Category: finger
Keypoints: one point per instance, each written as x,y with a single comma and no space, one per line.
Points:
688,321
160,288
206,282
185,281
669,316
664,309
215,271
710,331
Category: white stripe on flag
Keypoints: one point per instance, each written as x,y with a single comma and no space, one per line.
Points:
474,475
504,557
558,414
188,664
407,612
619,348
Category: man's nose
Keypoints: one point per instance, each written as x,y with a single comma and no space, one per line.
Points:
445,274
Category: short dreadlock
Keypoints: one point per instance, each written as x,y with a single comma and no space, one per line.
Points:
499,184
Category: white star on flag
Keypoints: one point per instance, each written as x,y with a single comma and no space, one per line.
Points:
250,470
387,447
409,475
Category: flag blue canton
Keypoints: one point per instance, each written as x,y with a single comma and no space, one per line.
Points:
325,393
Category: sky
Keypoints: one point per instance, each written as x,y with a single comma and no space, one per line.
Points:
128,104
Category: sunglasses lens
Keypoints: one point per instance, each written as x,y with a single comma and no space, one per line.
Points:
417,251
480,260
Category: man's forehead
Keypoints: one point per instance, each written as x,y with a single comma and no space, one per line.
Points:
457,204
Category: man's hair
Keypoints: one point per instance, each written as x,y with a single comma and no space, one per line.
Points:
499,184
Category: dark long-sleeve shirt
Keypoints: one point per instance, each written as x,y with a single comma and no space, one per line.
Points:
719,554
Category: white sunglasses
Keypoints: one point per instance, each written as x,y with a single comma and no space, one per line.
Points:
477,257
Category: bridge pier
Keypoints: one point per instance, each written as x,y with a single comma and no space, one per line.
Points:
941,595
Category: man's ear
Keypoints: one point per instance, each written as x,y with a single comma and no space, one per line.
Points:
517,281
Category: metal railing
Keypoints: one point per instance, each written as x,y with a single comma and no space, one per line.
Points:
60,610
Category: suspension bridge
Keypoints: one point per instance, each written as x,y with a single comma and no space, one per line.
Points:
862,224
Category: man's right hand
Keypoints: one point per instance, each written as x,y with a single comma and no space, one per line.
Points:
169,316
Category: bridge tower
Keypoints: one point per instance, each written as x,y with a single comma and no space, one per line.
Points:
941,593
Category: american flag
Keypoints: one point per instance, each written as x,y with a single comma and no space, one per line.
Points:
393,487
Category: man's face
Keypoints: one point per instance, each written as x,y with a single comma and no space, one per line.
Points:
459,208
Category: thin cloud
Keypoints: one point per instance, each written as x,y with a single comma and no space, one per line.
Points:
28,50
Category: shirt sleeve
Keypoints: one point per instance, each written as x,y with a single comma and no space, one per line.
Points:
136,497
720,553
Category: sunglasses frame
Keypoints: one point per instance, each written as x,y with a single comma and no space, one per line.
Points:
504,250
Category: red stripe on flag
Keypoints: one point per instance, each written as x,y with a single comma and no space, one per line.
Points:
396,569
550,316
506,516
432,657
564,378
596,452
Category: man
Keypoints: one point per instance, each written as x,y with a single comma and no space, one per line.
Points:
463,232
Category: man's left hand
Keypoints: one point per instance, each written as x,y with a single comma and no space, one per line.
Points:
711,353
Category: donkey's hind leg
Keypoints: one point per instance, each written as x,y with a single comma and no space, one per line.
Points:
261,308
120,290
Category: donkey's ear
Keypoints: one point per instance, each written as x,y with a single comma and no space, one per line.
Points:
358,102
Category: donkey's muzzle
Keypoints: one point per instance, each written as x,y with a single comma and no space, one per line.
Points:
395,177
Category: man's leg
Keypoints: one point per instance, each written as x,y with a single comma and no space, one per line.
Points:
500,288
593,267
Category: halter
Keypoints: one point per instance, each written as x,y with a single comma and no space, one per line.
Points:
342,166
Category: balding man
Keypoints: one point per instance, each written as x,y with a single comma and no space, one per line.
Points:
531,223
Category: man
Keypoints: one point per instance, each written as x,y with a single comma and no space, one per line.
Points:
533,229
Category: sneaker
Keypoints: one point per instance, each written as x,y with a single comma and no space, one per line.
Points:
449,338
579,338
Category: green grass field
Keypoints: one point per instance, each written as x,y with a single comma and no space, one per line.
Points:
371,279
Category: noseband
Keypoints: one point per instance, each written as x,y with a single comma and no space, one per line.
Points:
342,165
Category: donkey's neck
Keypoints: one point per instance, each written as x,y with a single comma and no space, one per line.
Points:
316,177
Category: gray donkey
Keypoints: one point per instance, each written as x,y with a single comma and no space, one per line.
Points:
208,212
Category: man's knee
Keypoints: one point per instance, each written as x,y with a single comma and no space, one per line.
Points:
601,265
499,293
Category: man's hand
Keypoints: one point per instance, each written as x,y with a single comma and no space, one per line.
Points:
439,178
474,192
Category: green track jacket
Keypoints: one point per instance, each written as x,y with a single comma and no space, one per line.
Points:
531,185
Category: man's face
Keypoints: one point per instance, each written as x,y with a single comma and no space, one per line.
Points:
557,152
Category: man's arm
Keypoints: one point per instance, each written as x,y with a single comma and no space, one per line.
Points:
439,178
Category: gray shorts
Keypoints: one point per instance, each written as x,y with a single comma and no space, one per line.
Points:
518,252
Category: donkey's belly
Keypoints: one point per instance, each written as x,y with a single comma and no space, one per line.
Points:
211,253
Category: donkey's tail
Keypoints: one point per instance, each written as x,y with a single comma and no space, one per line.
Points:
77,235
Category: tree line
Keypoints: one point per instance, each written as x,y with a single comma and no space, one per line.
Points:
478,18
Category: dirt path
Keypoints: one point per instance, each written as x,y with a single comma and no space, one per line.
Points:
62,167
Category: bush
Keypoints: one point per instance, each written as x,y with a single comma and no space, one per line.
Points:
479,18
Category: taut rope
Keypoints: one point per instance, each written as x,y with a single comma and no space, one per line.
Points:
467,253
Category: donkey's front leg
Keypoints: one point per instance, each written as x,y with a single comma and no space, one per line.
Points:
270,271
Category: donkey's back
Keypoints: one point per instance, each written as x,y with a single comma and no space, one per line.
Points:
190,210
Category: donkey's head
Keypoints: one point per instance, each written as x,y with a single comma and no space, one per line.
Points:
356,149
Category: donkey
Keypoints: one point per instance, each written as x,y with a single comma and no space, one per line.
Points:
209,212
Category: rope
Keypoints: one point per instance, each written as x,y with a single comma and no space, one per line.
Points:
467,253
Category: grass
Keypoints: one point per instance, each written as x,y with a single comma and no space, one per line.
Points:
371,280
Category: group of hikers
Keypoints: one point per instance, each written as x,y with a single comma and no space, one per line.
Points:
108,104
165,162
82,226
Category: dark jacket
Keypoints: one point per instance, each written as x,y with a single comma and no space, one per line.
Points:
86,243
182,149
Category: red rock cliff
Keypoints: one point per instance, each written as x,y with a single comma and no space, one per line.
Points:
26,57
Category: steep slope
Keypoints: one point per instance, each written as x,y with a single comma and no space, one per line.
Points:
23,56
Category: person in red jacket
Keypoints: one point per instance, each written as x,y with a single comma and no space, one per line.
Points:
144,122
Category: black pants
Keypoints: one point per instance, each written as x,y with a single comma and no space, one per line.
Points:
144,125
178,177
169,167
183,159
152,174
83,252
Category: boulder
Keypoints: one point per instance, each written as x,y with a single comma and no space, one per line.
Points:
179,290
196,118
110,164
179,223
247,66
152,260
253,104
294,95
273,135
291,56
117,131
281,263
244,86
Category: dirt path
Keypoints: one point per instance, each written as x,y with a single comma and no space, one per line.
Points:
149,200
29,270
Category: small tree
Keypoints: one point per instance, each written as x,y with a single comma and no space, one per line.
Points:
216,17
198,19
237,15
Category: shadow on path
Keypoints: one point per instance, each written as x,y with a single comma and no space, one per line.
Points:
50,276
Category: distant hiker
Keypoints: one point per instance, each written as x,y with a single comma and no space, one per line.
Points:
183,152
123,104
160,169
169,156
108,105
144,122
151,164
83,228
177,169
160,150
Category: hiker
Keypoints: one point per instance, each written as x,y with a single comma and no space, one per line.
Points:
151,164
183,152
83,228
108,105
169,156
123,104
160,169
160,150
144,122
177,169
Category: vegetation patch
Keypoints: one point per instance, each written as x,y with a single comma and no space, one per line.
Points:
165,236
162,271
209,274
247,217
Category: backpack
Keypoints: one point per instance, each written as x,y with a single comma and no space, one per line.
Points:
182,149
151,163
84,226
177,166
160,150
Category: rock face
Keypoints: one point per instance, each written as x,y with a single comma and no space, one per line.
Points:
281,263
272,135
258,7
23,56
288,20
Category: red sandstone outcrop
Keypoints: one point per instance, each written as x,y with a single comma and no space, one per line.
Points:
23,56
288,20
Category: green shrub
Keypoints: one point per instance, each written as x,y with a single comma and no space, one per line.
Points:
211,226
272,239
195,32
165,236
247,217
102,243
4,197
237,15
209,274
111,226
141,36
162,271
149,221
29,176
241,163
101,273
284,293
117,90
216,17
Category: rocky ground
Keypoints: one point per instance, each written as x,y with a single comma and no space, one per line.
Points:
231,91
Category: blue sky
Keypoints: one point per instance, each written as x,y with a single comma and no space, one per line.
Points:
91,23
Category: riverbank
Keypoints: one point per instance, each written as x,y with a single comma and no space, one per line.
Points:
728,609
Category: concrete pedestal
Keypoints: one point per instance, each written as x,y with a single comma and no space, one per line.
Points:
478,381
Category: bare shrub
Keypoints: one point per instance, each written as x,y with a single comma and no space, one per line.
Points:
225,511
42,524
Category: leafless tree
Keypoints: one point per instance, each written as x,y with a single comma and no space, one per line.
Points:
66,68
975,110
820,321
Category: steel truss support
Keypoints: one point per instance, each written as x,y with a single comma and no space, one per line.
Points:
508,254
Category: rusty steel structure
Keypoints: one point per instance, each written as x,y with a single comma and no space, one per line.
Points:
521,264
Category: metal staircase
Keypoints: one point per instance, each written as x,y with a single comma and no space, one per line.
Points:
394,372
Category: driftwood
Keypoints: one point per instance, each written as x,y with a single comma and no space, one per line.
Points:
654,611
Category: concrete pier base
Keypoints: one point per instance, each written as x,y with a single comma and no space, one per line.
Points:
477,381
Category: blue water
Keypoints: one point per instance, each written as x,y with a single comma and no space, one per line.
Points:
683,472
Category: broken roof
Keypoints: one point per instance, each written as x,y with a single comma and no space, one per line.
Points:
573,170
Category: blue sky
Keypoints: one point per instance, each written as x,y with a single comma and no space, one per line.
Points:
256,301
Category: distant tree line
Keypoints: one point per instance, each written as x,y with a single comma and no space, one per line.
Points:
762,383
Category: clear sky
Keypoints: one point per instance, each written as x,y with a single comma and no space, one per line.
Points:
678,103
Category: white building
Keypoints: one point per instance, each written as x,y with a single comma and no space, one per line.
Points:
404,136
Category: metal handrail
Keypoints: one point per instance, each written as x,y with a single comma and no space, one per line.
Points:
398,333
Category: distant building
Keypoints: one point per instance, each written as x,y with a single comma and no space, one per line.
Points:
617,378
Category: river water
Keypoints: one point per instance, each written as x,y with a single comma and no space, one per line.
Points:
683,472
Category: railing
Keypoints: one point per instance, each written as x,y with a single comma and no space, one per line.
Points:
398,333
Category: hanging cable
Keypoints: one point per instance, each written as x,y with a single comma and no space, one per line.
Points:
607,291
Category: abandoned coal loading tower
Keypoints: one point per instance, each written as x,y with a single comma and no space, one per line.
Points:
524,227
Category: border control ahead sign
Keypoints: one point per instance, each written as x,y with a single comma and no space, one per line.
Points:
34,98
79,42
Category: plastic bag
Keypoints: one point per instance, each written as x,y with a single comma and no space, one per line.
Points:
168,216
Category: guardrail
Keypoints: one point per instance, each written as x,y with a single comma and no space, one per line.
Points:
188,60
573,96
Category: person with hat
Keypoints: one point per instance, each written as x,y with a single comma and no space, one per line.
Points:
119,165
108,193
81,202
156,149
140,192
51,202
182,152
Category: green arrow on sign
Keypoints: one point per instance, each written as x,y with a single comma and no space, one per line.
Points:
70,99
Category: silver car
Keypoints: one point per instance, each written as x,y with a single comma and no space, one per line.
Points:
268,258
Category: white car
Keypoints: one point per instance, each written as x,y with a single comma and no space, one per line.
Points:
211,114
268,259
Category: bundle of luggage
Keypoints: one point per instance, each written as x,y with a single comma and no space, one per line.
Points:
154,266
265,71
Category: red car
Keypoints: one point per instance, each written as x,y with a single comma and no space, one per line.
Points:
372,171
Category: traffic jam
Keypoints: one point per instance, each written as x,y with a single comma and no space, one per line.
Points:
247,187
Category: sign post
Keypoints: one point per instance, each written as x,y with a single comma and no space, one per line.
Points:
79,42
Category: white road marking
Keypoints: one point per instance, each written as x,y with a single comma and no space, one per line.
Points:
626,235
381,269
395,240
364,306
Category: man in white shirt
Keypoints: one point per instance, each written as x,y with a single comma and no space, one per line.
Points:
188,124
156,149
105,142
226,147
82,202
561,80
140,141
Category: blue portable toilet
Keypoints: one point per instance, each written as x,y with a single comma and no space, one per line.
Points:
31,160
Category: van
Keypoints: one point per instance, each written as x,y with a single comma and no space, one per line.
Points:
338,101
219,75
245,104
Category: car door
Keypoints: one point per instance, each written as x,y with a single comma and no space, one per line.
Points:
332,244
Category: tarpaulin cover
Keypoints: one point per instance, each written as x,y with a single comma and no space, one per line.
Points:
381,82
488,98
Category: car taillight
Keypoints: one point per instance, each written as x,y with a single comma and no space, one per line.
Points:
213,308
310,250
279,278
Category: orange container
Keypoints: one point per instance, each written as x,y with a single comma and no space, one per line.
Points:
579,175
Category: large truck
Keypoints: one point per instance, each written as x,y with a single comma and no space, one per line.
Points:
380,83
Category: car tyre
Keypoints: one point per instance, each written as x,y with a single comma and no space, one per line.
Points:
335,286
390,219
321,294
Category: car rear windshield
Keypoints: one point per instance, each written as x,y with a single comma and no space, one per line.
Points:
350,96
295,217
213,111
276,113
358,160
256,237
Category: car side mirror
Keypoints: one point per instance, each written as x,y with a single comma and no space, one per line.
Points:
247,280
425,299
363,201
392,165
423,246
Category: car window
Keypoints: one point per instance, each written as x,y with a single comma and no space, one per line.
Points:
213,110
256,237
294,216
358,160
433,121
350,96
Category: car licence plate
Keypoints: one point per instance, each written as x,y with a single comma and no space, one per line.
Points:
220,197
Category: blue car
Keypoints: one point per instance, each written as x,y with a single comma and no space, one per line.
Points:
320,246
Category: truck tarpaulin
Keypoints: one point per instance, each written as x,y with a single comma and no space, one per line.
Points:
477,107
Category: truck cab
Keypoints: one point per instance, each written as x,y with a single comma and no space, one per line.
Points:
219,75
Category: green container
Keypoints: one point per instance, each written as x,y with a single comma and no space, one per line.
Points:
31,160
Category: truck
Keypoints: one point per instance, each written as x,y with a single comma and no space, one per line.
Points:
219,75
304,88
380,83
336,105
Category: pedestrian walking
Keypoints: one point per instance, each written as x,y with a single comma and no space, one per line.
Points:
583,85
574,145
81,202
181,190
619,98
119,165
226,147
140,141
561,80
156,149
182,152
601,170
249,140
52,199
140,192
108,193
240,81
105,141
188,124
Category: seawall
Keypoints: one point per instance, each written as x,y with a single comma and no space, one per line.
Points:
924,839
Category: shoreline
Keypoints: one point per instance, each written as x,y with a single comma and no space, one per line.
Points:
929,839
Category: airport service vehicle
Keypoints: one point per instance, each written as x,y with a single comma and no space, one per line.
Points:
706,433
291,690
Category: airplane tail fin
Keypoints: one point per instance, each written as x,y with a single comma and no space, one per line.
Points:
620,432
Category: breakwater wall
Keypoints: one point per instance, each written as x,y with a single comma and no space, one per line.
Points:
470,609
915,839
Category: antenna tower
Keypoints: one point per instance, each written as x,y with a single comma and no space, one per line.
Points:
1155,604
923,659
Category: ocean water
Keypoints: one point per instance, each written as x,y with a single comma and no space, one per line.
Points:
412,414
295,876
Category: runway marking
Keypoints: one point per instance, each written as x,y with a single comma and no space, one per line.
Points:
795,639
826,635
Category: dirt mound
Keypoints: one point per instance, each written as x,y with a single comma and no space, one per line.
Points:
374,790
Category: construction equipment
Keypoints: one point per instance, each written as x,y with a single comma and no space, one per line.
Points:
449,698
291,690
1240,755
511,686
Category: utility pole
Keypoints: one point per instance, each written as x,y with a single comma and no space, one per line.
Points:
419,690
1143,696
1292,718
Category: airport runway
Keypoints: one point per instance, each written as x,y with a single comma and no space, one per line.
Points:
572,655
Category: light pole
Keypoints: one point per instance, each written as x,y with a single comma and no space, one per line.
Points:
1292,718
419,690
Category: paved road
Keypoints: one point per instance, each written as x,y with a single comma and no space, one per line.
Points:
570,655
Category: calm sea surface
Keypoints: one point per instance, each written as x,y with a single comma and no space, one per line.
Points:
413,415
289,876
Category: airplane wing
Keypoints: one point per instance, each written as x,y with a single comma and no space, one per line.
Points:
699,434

※ ※ ※

Starting at the line that contains "Category: light pole", repeat each line exactly through the last one in the listing. Include both of those lines and nothing more.

Exercise solution -
Category: light pole
Keypoints: one point per instance, each written as x,y with a single comma and no space, one per line.
Points:
1292,718
419,690
Category: paved road
Keypoints: one point per instance, each written as x,y with a single comma and no space, one per line.
Points:
570,655
Category: calm sea surface
Keypoints: one point per instance, each written as x,y with a single comma and no space, one per line.
Points:
413,415
289,876
Category: airplane wing
Keypoints: one point per instance, each written as x,y with a single comma and no space, one per line.
Points:
699,434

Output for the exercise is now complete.